TASK ITEM:
What follows is data; output all of it exactly as given.

---------- DATASET CONTENT ----------

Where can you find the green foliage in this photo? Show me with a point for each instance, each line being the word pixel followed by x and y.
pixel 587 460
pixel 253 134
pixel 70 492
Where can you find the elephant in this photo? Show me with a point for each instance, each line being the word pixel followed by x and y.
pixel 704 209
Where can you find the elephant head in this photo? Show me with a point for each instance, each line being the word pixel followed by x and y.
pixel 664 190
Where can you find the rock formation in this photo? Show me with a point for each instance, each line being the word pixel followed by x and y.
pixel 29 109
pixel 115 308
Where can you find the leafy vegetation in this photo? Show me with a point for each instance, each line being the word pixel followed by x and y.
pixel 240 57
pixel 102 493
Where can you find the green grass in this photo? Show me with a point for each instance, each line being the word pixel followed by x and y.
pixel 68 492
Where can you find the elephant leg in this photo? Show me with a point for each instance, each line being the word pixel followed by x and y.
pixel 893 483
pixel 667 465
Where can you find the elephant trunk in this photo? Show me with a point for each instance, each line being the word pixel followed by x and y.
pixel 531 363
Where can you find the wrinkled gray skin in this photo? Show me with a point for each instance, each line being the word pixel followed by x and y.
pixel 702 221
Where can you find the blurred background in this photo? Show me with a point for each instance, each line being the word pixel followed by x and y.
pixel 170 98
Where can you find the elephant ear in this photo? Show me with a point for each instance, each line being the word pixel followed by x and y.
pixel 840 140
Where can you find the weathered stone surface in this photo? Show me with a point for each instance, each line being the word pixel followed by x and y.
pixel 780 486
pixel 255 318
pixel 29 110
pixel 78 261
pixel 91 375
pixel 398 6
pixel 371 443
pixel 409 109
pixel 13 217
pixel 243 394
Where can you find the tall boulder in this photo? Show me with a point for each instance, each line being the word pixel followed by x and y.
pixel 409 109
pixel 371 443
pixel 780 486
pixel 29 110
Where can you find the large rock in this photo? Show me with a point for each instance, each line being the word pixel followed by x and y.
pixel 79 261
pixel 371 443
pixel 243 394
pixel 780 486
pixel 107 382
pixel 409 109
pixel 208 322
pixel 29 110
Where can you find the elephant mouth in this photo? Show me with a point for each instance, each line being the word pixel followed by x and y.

----------

YOUR RESPONSE:
Where can you find the green foliage in this photo? Show me with a point for each instance, each line being the word pixel followed by x and y.
pixel 587 460
pixel 253 134
pixel 70 492
Where can you find the elephant in this photo? Show me with a point for each instance, each line being the word pixel followed by x and y.
pixel 704 209
Where can you find the elephant head in this photo? Show me with a point for each instance, each line being the word pixel followed by x and y.
pixel 664 190
Where can you find the rock formation in this photo? Show me with a point for each instance, each line being the word pixel followed by x and y.
pixel 29 109
pixel 115 308
Where can you find the leafy vegetation in this photo? Show me with a point for each instance, each line being the word pixel followed by x and y.
pixel 240 57
pixel 102 493
Where can you find the green grass in this photo? Show me with a point for each instance, each line being the word pixel followed by x and y.
pixel 68 492
Where can you find the elephant leg in this photo? Show me with a point for each instance, each line being the word pixel followed by x and y.
pixel 893 483
pixel 667 465
Where can you find the elephant trunk in this photo? Show me with a point for each instance, each line being the word pixel followed by x and y.
pixel 531 363
Where can you find the wrinkled gray skin in this photo? Show me with a point for each instance, each line being the word pixel followed by x and y.
pixel 702 221
Where can you find the blurred background in this photo? Show me with a point for each instance, each line being the word pixel followed by x and y.
pixel 170 98
Where can you find the elephant ear in this photo? Show me with a point for each instance, each line being the word pixel followed by x and y.
pixel 840 140
Where can you find the weathered stone surface in this photo? Show me with a point for each instance, each line being the word pixel followed by x and y.
pixel 780 486
pixel 255 318
pixel 29 110
pixel 78 261
pixel 91 375
pixel 398 6
pixel 371 443
pixel 409 109
pixel 13 217
pixel 243 394
Where can you find the tall boulder in this photo? Show me with a point for each instance, each line being the word pixel followed by x and y.
pixel 409 109
pixel 371 443
pixel 780 486
pixel 29 110
Where can you find the large rock in this photo? Show me with a point for each instance, each line being the word pixel followed by x and y.
pixel 79 261
pixel 371 443
pixel 243 394
pixel 780 486
pixel 107 382
pixel 409 109
pixel 208 322
pixel 29 110
Where can you find the elephant mouth in this photo? Show me with a point for each instance, each line being the word pixel followed by x and y.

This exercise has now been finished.